• _Problem details_: Once you find the line containing "Subject = blue building" in the data below, copy it and each following line exactly, up to and including the line containing "Subject = malaysian flag", and nothing else.

• _Collection entries_:

━━━━━━━━━━

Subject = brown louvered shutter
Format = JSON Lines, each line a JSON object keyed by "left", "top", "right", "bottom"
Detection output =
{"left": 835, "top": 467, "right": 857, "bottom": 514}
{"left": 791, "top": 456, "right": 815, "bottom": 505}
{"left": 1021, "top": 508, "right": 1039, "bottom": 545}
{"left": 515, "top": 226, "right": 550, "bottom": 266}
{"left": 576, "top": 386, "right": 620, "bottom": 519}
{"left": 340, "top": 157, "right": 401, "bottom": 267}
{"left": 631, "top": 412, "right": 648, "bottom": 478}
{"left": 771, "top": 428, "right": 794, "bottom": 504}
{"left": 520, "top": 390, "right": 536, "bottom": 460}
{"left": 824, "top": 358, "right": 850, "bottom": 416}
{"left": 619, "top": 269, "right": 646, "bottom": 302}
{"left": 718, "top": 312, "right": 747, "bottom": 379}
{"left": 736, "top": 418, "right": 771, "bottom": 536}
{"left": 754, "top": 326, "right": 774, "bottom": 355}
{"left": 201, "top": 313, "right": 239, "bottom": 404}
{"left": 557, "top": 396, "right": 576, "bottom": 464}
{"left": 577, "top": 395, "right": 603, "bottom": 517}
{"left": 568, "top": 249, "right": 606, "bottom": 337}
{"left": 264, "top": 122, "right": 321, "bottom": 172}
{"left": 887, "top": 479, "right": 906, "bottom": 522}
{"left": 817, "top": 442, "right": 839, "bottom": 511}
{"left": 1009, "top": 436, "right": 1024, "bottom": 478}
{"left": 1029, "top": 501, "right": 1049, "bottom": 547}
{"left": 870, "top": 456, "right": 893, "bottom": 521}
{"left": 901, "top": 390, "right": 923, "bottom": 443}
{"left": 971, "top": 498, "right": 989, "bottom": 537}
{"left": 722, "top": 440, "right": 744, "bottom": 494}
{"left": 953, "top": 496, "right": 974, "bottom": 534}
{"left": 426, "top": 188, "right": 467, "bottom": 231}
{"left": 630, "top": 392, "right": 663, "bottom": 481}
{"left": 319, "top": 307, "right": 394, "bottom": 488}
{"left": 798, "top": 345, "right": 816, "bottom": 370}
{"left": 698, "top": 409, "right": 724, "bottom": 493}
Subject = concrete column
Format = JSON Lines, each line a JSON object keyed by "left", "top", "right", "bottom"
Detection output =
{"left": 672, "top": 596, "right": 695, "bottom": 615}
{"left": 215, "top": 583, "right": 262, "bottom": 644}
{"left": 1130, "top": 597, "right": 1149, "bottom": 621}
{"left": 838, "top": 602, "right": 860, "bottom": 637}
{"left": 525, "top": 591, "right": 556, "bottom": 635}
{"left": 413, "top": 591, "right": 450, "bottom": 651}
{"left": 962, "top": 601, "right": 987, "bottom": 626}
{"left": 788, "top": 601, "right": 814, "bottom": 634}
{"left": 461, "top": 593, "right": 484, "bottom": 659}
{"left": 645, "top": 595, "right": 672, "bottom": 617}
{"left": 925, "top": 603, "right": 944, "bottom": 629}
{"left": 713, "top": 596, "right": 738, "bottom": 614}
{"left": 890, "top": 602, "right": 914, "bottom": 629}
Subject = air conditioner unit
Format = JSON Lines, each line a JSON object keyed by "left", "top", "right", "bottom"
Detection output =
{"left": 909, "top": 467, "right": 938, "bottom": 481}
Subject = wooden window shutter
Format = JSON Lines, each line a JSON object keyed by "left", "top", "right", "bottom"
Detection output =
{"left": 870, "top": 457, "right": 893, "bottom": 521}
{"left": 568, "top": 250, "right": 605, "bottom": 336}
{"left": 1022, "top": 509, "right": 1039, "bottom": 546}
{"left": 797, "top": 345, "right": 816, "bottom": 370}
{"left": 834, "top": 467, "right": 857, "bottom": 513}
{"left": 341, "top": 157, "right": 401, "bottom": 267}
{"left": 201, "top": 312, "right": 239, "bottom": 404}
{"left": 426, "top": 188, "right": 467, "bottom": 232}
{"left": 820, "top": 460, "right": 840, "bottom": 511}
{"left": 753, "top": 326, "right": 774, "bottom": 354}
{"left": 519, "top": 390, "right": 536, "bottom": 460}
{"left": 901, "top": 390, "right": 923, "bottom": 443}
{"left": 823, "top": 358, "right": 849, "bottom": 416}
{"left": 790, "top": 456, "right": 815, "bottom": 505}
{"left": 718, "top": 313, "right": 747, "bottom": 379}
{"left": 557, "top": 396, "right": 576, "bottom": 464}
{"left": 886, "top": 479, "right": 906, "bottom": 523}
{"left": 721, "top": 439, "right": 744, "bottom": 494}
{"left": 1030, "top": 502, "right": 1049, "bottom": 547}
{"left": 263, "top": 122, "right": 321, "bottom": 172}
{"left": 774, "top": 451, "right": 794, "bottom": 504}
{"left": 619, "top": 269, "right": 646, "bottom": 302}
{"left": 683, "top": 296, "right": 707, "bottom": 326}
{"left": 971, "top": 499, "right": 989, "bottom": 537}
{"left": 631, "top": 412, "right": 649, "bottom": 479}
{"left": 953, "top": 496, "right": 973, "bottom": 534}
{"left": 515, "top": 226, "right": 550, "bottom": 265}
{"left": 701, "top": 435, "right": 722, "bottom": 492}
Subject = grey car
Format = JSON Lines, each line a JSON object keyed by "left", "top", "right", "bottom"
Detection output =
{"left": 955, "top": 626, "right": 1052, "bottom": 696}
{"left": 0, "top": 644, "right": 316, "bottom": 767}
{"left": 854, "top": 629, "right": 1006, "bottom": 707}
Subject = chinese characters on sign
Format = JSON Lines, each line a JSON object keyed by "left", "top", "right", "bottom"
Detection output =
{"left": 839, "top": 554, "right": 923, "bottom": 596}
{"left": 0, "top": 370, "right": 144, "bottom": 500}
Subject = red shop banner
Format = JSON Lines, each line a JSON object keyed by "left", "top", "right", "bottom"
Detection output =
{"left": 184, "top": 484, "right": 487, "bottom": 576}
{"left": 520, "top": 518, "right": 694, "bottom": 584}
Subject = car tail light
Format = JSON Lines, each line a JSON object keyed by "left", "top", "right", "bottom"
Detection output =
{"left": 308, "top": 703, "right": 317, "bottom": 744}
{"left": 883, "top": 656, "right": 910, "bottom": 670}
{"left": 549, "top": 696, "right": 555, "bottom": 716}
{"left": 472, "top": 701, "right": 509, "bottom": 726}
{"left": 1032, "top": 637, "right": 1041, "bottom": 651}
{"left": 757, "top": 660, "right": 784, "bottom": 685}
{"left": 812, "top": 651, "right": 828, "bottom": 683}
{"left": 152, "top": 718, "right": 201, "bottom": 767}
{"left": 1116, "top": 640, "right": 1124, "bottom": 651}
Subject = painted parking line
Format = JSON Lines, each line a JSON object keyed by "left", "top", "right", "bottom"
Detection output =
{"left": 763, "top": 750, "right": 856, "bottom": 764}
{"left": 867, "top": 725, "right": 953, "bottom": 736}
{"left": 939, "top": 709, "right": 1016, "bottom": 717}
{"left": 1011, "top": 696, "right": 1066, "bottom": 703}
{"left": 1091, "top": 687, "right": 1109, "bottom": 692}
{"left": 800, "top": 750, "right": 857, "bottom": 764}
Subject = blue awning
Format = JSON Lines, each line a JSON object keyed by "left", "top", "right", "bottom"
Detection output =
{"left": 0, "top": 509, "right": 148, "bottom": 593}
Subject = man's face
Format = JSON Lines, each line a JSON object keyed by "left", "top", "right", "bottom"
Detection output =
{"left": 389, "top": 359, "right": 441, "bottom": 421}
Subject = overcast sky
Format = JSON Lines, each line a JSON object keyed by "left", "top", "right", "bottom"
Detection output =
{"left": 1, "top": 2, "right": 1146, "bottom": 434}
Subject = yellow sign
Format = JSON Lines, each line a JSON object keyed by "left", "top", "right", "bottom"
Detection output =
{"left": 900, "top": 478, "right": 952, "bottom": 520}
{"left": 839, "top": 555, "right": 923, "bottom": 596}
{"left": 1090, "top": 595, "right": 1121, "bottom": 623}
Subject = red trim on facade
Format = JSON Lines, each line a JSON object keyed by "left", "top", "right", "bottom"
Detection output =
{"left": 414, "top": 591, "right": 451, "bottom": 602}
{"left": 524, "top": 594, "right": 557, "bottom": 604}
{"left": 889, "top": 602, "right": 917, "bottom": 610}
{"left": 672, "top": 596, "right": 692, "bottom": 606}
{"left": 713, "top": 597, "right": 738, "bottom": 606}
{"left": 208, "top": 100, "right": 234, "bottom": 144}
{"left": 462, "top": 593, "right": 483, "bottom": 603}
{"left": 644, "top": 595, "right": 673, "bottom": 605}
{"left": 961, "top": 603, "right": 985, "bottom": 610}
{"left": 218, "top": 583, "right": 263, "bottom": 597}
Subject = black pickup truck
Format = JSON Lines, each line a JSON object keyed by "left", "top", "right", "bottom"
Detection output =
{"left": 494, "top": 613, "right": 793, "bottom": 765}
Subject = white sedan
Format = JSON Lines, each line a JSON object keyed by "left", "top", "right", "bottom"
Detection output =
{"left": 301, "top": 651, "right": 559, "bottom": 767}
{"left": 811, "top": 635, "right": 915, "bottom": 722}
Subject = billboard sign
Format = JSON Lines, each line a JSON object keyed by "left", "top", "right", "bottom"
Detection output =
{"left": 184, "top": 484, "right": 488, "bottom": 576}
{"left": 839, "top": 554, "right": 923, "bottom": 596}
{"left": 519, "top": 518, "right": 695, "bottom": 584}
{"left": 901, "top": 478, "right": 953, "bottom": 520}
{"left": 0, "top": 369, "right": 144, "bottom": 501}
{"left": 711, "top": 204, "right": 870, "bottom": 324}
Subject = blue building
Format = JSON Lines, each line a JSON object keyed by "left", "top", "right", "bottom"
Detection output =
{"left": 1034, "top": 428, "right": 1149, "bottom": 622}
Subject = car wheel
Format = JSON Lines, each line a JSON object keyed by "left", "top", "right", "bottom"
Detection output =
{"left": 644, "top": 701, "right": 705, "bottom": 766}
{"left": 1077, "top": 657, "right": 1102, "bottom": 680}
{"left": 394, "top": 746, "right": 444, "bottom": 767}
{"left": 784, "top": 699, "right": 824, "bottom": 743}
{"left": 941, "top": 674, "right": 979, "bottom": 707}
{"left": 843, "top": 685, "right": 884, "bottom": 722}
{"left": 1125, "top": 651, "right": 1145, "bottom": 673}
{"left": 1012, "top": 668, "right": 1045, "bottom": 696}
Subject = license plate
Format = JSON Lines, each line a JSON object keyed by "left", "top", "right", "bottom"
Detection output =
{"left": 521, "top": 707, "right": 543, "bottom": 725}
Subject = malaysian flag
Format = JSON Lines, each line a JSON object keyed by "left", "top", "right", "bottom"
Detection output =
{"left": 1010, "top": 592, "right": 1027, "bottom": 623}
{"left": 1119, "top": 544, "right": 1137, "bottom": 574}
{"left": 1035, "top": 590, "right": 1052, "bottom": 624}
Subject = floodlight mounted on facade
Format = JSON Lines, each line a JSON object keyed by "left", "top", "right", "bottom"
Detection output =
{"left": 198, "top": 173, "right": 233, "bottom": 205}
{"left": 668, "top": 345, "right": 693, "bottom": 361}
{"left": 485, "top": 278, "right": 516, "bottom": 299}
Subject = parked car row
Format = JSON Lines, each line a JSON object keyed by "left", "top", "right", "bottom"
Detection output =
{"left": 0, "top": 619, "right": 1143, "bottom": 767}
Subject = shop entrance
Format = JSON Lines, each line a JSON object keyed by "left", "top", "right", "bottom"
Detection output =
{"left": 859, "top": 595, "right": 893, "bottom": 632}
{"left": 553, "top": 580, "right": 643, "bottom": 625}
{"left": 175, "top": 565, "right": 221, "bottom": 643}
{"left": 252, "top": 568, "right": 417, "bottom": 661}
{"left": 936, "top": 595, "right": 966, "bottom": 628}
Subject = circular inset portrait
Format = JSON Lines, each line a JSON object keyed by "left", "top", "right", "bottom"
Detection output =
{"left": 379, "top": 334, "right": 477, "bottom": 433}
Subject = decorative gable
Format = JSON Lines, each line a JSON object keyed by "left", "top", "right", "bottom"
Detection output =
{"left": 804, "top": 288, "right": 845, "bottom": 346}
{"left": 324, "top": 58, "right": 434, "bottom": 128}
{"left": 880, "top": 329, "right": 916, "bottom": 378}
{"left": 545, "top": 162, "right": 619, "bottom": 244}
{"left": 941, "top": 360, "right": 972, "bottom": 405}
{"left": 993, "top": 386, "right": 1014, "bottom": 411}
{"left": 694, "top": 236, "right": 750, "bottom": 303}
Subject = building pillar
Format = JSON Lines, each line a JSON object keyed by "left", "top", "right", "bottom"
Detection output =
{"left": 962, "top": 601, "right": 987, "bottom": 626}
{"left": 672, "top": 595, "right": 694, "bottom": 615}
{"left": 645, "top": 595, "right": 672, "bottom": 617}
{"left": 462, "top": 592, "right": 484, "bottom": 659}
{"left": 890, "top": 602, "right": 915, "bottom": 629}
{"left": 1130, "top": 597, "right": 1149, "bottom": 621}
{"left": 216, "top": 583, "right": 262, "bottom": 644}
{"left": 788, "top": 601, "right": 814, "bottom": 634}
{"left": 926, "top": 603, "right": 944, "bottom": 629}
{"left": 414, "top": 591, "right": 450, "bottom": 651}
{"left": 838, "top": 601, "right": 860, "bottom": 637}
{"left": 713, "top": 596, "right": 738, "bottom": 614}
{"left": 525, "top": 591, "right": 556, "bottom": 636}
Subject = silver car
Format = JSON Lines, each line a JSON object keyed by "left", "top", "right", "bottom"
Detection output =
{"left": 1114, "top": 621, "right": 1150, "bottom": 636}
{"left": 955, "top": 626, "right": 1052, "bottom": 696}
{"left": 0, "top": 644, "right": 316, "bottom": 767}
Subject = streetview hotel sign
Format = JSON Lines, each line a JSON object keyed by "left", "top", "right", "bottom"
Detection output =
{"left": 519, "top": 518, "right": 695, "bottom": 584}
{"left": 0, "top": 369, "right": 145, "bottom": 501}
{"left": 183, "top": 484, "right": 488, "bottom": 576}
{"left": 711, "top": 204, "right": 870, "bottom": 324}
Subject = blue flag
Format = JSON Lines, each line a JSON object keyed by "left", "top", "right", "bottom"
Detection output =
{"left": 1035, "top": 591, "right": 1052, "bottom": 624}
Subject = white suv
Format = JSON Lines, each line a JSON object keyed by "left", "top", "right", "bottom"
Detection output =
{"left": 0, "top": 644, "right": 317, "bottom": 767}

━━━━━━━━━━

• _Your solution_:
Subject = blue building
Format = JSON Lines, each line a JSON object keyed by "left", "top", "right", "bottom"
Detection output =
{"left": 1034, "top": 428, "right": 1149, "bottom": 622}
Subject = car wheel
Format = JSON Lines, each line a JSON object keyed by "left", "top", "right", "bottom"
Detection output =
{"left": 644, "top": 701, "right": 705, "bottom": 766}
{"left": 1077, "top": 657, "right": 1102, "bottom": 680}
{"left": 394, "top": 746, "right": 444, "bottom": 767}
{"left": 784, "top": 699, "right": 824, "bottom": 743}
{"left": 941, "top": 674, "right": 979, "bottom": 707}
{"left": 843, "top": 685, "right": 884, "bottom": 722}
{"left": 1125, "top": 651, "right": 1145, "bottom": 673}
{"left": 1012, "top": 668, "right": 1045, "bottom": 696}
Subject = license plate
Format = JSON Lines, each line a JSON object keyed by "left", "top", "right", "bottom"
Detection output =
{"left": 521, "top": 707, "right": 543, "bottom": 725}
Subject = malaysian flag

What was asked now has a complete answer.